ASSIGNMENT: Nothing other than the lines from the one containing "sole, as integer pixel positions." through the close of the entries below should be printed, each exactly.

[Region pointing data]
((

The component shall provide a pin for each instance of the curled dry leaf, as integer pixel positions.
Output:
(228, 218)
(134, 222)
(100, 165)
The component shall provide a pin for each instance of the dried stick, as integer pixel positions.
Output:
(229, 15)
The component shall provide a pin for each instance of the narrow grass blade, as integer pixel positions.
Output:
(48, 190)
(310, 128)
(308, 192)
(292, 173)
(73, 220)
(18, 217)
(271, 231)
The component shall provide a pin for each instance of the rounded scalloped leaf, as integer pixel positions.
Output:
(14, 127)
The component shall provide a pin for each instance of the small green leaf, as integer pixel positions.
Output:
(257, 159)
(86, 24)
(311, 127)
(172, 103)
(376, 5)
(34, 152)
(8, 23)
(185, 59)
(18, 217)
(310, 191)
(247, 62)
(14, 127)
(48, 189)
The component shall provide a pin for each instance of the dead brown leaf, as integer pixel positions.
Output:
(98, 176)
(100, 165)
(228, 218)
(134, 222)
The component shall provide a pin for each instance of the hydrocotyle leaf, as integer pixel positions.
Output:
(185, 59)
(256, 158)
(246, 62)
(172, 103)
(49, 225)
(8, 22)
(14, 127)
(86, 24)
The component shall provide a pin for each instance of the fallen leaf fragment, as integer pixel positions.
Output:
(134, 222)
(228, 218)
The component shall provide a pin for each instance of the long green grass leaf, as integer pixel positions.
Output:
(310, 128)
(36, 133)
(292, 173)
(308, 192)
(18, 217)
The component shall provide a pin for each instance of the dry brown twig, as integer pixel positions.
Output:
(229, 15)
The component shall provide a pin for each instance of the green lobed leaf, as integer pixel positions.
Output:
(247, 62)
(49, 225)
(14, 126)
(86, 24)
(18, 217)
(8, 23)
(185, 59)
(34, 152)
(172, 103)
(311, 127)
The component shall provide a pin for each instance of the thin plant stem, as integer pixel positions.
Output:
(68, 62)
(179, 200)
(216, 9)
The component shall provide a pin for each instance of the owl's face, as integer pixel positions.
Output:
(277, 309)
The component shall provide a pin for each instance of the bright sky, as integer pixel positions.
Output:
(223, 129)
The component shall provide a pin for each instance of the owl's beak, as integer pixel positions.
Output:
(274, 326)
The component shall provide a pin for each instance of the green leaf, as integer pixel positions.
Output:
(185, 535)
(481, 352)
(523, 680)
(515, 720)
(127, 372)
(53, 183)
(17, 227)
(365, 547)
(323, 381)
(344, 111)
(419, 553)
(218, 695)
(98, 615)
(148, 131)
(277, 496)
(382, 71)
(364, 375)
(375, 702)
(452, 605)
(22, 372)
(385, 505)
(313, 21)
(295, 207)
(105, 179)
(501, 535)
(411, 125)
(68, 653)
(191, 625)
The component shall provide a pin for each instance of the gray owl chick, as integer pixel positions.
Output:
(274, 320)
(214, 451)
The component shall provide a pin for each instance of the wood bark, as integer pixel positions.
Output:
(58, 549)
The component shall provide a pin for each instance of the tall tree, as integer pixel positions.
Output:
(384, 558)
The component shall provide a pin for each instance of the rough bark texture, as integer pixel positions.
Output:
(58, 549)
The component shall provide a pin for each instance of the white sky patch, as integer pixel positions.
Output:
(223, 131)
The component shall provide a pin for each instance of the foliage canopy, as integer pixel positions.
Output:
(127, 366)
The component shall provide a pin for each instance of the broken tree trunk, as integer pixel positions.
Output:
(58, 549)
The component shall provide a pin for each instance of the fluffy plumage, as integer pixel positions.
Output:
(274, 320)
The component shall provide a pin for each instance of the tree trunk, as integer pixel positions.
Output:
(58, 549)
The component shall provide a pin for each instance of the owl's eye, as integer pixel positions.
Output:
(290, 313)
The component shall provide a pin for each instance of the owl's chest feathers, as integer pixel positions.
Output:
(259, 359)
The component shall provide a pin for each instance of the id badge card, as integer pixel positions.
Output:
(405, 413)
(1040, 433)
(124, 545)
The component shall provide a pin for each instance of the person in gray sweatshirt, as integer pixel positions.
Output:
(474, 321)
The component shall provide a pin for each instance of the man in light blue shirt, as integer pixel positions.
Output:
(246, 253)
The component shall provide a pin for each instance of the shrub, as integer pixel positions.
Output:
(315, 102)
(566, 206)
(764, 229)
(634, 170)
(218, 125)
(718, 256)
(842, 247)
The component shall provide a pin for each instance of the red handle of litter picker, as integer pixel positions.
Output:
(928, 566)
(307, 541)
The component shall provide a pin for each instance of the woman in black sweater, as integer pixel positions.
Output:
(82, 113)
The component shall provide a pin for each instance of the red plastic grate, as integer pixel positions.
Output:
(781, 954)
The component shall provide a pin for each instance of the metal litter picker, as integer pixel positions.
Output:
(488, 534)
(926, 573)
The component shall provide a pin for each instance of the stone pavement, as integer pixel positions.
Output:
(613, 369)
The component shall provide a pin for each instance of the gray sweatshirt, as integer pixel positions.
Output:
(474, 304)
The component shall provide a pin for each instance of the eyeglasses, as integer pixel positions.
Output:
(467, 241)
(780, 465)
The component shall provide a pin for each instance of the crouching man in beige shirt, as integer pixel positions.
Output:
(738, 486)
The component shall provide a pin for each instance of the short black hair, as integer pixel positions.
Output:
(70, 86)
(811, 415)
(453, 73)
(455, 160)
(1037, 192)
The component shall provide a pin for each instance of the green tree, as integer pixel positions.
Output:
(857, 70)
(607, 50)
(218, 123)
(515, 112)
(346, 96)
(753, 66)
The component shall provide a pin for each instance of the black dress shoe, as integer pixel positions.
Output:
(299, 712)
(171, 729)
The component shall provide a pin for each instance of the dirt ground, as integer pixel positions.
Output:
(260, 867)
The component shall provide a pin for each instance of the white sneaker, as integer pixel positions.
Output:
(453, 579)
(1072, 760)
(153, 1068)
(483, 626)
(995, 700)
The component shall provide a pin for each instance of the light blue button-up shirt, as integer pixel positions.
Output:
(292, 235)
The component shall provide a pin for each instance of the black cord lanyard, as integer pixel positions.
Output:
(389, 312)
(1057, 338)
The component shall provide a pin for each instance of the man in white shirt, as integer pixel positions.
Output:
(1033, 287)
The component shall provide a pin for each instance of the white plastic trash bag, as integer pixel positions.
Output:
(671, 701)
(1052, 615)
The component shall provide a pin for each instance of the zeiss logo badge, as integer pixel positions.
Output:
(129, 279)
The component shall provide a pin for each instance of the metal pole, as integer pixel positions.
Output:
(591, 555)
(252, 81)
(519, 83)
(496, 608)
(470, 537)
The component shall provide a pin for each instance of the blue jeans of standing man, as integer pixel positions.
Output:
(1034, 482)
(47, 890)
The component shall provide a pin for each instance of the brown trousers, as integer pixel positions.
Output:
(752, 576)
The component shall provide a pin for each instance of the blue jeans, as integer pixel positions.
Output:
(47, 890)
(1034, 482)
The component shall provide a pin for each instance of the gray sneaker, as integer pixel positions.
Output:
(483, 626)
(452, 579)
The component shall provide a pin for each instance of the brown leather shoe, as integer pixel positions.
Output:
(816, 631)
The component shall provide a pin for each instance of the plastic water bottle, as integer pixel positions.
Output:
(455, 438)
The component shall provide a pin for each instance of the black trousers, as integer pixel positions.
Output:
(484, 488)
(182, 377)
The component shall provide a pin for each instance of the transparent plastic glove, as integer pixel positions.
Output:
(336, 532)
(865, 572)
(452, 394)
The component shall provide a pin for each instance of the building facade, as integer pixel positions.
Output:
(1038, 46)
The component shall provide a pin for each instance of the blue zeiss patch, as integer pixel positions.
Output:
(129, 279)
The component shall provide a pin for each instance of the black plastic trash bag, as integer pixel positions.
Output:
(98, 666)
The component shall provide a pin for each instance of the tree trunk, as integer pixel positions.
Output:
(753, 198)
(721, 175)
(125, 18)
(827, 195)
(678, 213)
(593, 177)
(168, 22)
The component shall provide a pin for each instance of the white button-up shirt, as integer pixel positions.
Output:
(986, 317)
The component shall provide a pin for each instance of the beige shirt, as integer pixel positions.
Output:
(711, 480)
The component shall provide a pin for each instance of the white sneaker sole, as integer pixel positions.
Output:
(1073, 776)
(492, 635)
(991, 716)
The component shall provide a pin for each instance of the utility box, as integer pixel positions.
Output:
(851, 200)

))

EXPECTED ANSWER:
The component shall provide a pin for each instance of the white sneaker sole, as integer pixel positions.
Output:
(1073, 776)
(492, 635)
(991, 716)
The component shall provide a pin for each instance of the utility box, as integer pixel positions.
Output:
(851, 200)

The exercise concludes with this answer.